[[ Exercise inputs open ]]

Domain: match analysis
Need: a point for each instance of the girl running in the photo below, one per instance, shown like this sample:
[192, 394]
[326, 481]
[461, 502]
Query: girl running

[[ Exercise inputs closed ]]
[[ Exercise inputs open ]]

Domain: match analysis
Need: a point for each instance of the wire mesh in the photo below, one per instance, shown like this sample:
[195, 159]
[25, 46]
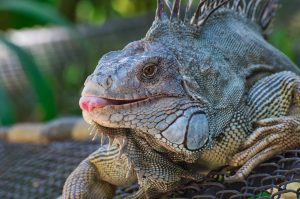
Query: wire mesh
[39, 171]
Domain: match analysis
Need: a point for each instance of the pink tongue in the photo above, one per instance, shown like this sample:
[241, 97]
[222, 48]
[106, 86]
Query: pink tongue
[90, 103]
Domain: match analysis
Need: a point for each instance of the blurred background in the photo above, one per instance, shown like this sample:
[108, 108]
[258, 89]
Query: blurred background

[[ Exercise inputs closed ]]

• What you should do: Copy only this part of the entries above: the line with "Need: a point for each instance of the blurred", the line with "Query: blurred background", and the lines between, all exactly as written.

• Written response:
Need: a point for each instance of the blurred background in the photo above, one per instance, shown like this sample:
[108, 108]
[258, 89]
Query: blurred background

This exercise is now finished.